# REQUIRED WORK:
Express every item below as a Markdown table with two columns, Number and Text. Give each non-blank line its own row, numbered in order, and leave out blank lines.

──────── THE INPUT ────────

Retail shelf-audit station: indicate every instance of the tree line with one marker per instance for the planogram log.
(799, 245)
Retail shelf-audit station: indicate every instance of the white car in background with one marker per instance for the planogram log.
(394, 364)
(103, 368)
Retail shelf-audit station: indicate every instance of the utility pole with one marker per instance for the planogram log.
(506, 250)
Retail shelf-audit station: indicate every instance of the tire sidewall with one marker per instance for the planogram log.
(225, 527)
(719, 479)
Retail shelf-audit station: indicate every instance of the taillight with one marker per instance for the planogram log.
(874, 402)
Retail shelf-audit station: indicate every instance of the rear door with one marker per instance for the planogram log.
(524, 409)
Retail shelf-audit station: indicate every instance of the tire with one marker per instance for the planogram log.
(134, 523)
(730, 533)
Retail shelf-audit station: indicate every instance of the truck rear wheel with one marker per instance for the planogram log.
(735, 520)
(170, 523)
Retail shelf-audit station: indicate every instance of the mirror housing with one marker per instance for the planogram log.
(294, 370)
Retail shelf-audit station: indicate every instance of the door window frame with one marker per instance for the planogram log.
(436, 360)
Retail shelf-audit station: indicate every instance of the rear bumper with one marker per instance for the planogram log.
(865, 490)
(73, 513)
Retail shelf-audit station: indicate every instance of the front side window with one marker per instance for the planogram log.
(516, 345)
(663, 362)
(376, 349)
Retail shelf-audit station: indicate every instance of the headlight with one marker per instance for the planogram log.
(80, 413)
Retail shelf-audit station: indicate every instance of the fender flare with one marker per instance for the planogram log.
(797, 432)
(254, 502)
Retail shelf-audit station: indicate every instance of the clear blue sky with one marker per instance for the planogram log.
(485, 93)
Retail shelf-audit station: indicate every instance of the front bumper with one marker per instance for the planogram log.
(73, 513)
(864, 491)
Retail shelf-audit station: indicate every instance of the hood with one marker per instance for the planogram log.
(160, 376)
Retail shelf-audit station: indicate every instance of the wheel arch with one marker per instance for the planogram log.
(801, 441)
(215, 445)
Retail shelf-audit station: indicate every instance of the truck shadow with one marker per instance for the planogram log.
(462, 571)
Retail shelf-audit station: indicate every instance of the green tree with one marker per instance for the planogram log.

────────

# COMPLETE OUTPUT:
| Number | Text |
|---|---|
| 1 | Retail shelf-audit station: indicate every instance of the tree line with one marker per instance for the planogram log. |
| 2 | (799, 245) |
| 3 | Retail shelf-audit station: indicate every instance of the white car in background with one marker per instance for the planogram log. |
| 4 | (394, 364) |
| 5 | (103, 368) |
| 6 | Retail shelf-audit station: indicate every instance of the utility pole with one marker per instance for the planogram log. |
| 7 | (506, 250) |
| 8 | Retail shelf-audit station: indicate every instance of the tire sidewall with one marker per instance for the planogram log. |
| 9 | (225, 527) |
| 10 | (719, 479) |
| 11 | Retail shelf-audit station: indicate every instance of the taillight with one marker per instance for the planogram log. |
| 12 | (874, 402) |
| 13 | Retail shelf-audit station: indicate every instance of the rear door with one marker per instance for the planogram log. |
| 14 | (524, 409) |
| 15 | Retail shelf-audit station: indicate every instance of the tire with one marker per instance for the planogram log. |
| 16 | (134, 523) |
| 17 | (730, 533) |
| 18 | Retail shelf-audit station: indicate every instance of the truck rear wheel with one marker per instance for the planogram log. |
| 19 | (735, 520) |
| 20 | (170, 523) |
| 21 | Retail shelf-audit station: indicate every instance of the mirror housing with one marker per instance for the planogram log. |
| 22 | (294, 370) |
| 23 | Retail shelf-audit station: indicate every instance of the door window frame with one marker per instance for the planogram log. |
| 24 | (436, 360) |
| 25 | Retail shelf-audit station: indicate every instance of the rear bumper with one marker per instance for the planogram log. |
| 26 | (865, 490) |
| 27 | (73, 513) |
| 28 | Retail shelf-audit station: indicate every instance of the front side window with one marker per instance for the planogram log. |
| 29 | (516, 345) |
| 30 | (663, 362) |
| 31 | (376, 349) |
| 32 | Retail shelf-audit station: indicate every instance of the headlight with one marker per instance for the planogram log. |
| 33 | (80, 413) |
| 34 | Retail shelf-audit station: indicate every instance of the fender flare with one marker per instance for the planogram log. |
| 35 | (797, 432) |
| 36 | (254, 502) |
| 37 | Retail shelf-audit station: indicate every instance of the clear blue sky with one marker per instance for the planogram log. |
| 38 | (485, 93) |
| 39 | Retail shelf-audit station: indicate every instance of the front bumper with one marker per instance for the planogram log. |
| 40 | (73, 513) |
| 41 | (864, 491) |
| 42 | Retail shelf-audit station: indicate every instance of the hood with one marker per instance for the planogram log. |
| 43 | (160, 376) |
| 44 | Retail shelf-audit station: indicate every instance of the wheel arch with one marker per instance for the planogram log. |
| 45 | (801, 441) |
| 46 | (215, 445) |
| 47 | Retail shelf-audit station: indicate every instance of the truck shadow with one marker per instance for the planogram log. |
| 48 | (462, 571) |
| 49 | Retail shelf-audit station: indicate every instance of the green tree with one marker per instance for the planogram log. |